Task:
Copy every line of the records exactly, without including the images.

Data extracts:
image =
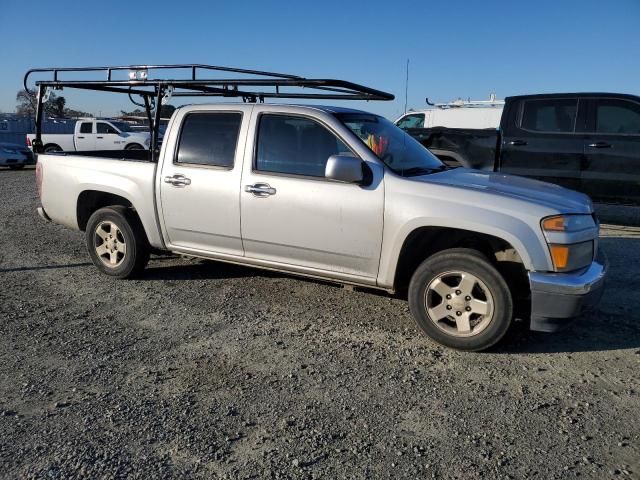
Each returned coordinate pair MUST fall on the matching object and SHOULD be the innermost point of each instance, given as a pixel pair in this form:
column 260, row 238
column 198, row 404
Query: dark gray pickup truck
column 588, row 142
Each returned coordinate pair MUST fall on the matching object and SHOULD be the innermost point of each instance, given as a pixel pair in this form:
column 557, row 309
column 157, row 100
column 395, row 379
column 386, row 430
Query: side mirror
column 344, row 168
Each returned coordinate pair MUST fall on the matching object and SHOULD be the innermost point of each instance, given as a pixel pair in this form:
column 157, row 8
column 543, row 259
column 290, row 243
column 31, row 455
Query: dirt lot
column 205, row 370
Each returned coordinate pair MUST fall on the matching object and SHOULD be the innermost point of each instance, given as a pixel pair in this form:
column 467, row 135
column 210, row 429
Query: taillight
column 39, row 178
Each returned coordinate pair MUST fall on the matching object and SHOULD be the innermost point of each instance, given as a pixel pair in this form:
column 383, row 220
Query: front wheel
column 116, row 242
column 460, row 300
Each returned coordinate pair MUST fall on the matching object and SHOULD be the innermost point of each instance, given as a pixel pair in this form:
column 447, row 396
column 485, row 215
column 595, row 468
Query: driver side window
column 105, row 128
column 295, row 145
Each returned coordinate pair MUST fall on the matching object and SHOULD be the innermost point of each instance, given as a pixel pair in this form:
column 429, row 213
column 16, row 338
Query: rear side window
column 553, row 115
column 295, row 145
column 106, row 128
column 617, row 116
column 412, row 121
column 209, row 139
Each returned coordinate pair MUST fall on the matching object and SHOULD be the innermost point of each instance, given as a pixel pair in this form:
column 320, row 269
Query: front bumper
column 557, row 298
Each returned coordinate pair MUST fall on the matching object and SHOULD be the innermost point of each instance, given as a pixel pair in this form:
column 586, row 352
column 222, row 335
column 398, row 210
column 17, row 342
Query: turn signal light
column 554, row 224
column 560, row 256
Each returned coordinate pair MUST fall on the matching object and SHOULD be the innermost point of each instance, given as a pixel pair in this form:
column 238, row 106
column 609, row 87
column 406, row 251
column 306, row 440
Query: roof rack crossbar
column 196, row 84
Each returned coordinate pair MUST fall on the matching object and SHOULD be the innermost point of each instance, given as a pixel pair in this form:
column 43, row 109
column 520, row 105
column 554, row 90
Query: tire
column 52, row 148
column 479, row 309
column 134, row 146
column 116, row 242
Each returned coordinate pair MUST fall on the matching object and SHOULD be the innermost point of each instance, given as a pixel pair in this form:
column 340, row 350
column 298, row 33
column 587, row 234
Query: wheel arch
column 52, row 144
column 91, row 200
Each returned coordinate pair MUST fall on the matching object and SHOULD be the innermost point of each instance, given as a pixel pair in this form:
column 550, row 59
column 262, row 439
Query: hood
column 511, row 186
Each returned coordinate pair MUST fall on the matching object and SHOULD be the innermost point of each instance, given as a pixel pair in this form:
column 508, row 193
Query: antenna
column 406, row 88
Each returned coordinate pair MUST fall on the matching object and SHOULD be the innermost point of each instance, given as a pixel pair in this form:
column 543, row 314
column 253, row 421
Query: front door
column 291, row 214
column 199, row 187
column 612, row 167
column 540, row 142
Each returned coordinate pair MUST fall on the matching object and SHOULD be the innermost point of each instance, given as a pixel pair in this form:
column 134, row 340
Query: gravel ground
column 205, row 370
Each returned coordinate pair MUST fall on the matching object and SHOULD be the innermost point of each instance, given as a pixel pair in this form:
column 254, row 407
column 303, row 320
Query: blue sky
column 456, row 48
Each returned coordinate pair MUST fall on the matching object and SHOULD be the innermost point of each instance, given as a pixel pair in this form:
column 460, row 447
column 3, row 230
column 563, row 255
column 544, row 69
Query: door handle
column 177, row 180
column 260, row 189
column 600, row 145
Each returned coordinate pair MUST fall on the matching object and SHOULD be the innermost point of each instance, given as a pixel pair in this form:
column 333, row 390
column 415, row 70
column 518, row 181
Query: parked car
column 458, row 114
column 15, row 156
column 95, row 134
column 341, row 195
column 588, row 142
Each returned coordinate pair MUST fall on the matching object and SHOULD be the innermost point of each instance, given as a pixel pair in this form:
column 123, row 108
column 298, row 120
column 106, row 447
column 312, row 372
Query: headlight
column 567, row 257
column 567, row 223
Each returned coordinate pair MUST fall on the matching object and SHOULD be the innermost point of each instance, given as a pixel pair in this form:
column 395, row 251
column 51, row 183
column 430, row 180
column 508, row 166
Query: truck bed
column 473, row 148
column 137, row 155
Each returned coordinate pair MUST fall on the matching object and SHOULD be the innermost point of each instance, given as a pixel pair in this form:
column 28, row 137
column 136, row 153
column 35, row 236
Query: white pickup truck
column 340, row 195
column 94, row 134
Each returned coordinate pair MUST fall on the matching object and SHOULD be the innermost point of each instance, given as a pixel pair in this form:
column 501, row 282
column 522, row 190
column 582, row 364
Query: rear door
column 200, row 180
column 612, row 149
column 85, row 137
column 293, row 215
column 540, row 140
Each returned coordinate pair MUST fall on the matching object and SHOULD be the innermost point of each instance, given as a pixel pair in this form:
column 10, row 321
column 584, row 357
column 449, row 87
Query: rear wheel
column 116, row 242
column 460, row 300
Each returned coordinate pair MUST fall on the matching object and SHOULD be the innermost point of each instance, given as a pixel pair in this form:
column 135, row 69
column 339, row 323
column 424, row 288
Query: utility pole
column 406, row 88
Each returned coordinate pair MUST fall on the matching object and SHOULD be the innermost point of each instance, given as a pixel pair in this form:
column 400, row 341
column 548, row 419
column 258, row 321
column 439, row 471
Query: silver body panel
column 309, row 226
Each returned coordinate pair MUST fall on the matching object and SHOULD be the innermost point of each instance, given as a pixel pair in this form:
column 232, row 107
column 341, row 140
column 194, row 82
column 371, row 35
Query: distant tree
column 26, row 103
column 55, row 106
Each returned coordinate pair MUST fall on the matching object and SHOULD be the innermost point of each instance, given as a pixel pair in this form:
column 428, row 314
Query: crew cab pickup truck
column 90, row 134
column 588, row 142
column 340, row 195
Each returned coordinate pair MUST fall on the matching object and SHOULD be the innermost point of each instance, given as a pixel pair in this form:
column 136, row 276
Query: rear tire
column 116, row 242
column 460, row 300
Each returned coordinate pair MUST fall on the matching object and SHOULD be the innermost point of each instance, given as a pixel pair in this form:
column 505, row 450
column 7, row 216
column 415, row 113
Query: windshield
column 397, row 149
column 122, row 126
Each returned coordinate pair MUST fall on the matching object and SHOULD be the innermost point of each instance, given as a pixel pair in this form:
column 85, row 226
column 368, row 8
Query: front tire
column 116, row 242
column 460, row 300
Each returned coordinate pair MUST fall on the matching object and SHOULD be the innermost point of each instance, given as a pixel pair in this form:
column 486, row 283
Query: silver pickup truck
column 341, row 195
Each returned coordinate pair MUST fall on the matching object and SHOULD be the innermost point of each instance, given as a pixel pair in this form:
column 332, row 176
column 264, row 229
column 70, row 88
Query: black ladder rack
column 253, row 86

Task solution:
image =
Each returned coordinate pair MUST fall on the matching object and SHOULD be the innermost point of each instance, given as a pixel pair in this form:
column 260, row 238
column 198, row 404
Query: dark gray pickup truck
column 588, row 142
Each returned coordinate pair MUST fall on the matching object and SHOULD be the innermost point of each instance, given as a pixel pair in this form:
column 557, row 309
column 157, row 100
column 395, row 379
column 386, row 430
Query: side mirror
column 344, row 168
Each returned coordinate pair MUST fall on the matching object and SHOULD be the innermost point of each instance, given as a pixel pair in this form:
column 157, row 8
column 543, row 259
column 290, row 243
column 31, row 455
Query: dirt lot
column 205, row 370
Each returned coordinate pair MUST fall on the matching object and SHOULD be the innermost point of each instance, given as a pixel pair in this form:
column 467, row 135
column 210, row 429
Query: taillight
column 39, row 178
Each returned coordinate pair MUST fall on the matching object and SHOULD be the innermost point of each instance, given as a pixel pair in this form:
column 383, row 220
Query: front wheel
column 116, row 242
column 460, row 300
Each returned coordinate pair MUST fall on the matching object and SHOULD be the innermost point of each instance, given as a pixel pair in this form:
column 447, row 396
column 485, row 215
column 595, row 468
Query: driver side window
column 105, row 128
column 295, row 145
Each returned coordinate pair MUST fall on the matching object and SHOULD be the innermost point of each instance, given as a pixel pair in this form:
column 429, row 213
column 16, row 338
Query: rear side window
column 553, row 115
column 295, row 145
column 106, row 128
column 617, row 116
column 412, row 121
column 209, row 139
Each returned coordinate pair MUST fall on the matching object and SHOULD be the innermost point of each instance, given as a pixel pair in this form:
column 320, row 269
Query: front bumper
column 557, row 298
Each returned coordinate pair MUST fall on the matching object and SHOULD be the innermost point of each instance, given as a pixel pair in this form:
column 586, row 352
column 222, row 335
column 398, row 210
column 17, row 342
Query: turn signal light
column 554, row 224
column 560, row 256
Each returned coordinate pair MUST fall on the matching object and SHOULD be the innermost point of each instance, given as a pixel pair in this form:
column 238, row 106
column 609, row 87
column 406, row 251
column 306, row 440
Query: roof rack crossbar
column 196, row 84
Each returned coordinate pair MUST fall on the matching object and SHOULD be the innermost point of each instance, given as a pixel pair in this form:
column 43, row 109
column 520, row 105
column 554, row 90
Query: tire
column 52, row 148
column 479, row 309
column 134, row 146
column 116, row 242
Each returned coordinate pair MUST fall on the matching object and SHOULD be the innermost point of each instance, given as a pixel pair in this form:
column 340, row 350
column 298, row 33
column 587, row 234
Query: wheel arch
column 52, row 144
column 91, row 200
Each returned coordinate pair MUST fall on the matching object and SHOULD be the innermost point of each instance, given as a pixel pair in this form:
column 550, row 59
column 262, row 439
Query: hood
column 511, row 186
Each returned coordinate pair MUST fall on the matching object and SHOULD be the innermost point of each instance, given as a pixel pair in this form:
column 508, row 193
Query: antenna
column 406, row 88
Each returned coordinate pair MUST fall on the matching object and SHOULD be the innermost point of each instance, given as a pixel pair in this form:
column 543, row 314
column 253, row 421
Query: front door
column 291, row 214
column 199, row 187
column 612, row 167
column 540, row 142
Each returned coordinate pair MUST fall on the matching object and SHOULD be the innermost point of each instance, given as a pixel pair in this form:
column 134, row 340
Query: gravel ground
column 205, row 370
Each returned coordinate pair MUST fall on the matching object and SHOULD be the innermost point of each instance, given as a pixel pair in this form:
column 254, row 407
column 303, row 320
Query: blue sky
column 456, row 48
Each returned coordinate pair MUST fall on the matching object and SHOULD be the innermost point of each instance, given as a pixel pair in this form:
column 460, row 447
column 3, row 230
column 563, row 255
column 544, row 69
Query: door handle
column 177, row 180
column 260, row 189
column 600, row 145
Each returned coordinate pair MUST fall on the matching object and SHOULD be the innermost point of each instance, given as a pixel pair in this form:
column 333, row 390
column 415, row 70
column 518, row 181
Query: parked car
column 458, row 114
column 15, row 156
column 95, row 134
column 341, row 195
column 588, row 142
Each returned coordinate pair MUST fall on the matching object and SHOULD be the innermost point of each instance, given as a pixel pair in this form:
column 123, row 108
column 298, row 120
column 106, row 447
column 312, row 372
Query: headlight
column 567, row 257
column 567, row 223
Each returned coordinate pair MUST fall on the matching object and SHOULD be the innermost point of each instance, given as a pixel pair in this form:
column 395, row 251
column 51, row 183
column 430, row 180
column 508, row 166
Query: truck bed
column 473, row 148
column 137, row 155
Each returned coordinate pair MUST fall on the matching object and SHOULD be the innermost point of each instance, given as a pixel pair in this form:
column 28, row 137
column 136, row 153
column 35, row 236
Query: white pickup truck
column 340, row 195
column 94, row 134
Each returned coordinate pair MUST fall on the matching object and SHOULD be the innermost point of each instance, given as a pixel pair in this form:
column 501, row 282
column 522, row 190
column 582, row 364
Query: rear door
column 200, row 180
column 612, row 149
column 85, row 137
column 293, row 215
column 540, row 140
Each returned coordinate pair MUST fall on the matching object and SHOULD be the innermost point of each instance, given as a pixel pair in this form:
column 10, row 321
column 584, row 357
column 449, row 87
Query: rear wheel
column 116, row 242
column 460, row 300
Each returned coordinate pair MUST fall on the matching object and SHOULD be the innermost point of each instance, given as a pixel pair in this form:
column 135, row 69
column 339, row 323
column 424, row 288
Query: utility pole
column 406, row 88
Each returned coordinate pair MUST fall on the matching object and SHOULD be the innermost point of each instance, given as a pixel pair in this form:
column 400, row 341
column 548, row 419
column 258, row 321
column 439, row 471
Query: silver body panel
column 309, row 226
Each returned coordinate pair MUST fall on the matching object and SHOULD be the innermost point of each instance, given as a pixel pair in this form:
column 232, row 107
column 341, row 140
column 194, row 82
column 371, row 35
Query: distant tree
column 26, row 103
column 55, row 106
Each returned coordinate pair MUST fall on the matching object and SHOULD be the innermost point of each instance, given as a pixel pair in this form:
column 428, row 314
Query: crew cab pickup truck
column 90, row 134
column 588, row 142
column 340, row 195
Each returned coordinate pair MUST fall on the matching object and SHOULD be the innermost point of each instance, given as a pixel pair in this form:
column 136, row 276
Query: rear tire
column 116, row 242
column 460, row 300
Each returned coordinate pair MUST fall on the matching object and SHOULD be the innermost point of each instance, given as a pixel pair in this form:
column 505, row 450
column 7, row 216
column 415, row 113
Query: windshield
column 397, row 149
column 122, row 126
Each returned coordinate pair MUST fall on the matching object and SHOULD be the innermost point of each instance, given as a pixel pair in this form:
column 85, row 226
column 368, row 8
Query: front tire
column 116, row 242
column 460, row 300
Each returned coordinate pair MUST fall on the matching object and SHOULD be the innermost point of each instance, given as a pixel pair in this form:
column 486, row 283
Query: silver pickup truck
column 341, row 195
Each returned coordinate pair MUST fall on the matching object and SHOULD be the innermost point of each instance, given as a pixel pair in this form:
column 332, row 176
column 264, row 229
column 70, row 88
Query: black ladder rack
column 253, row 86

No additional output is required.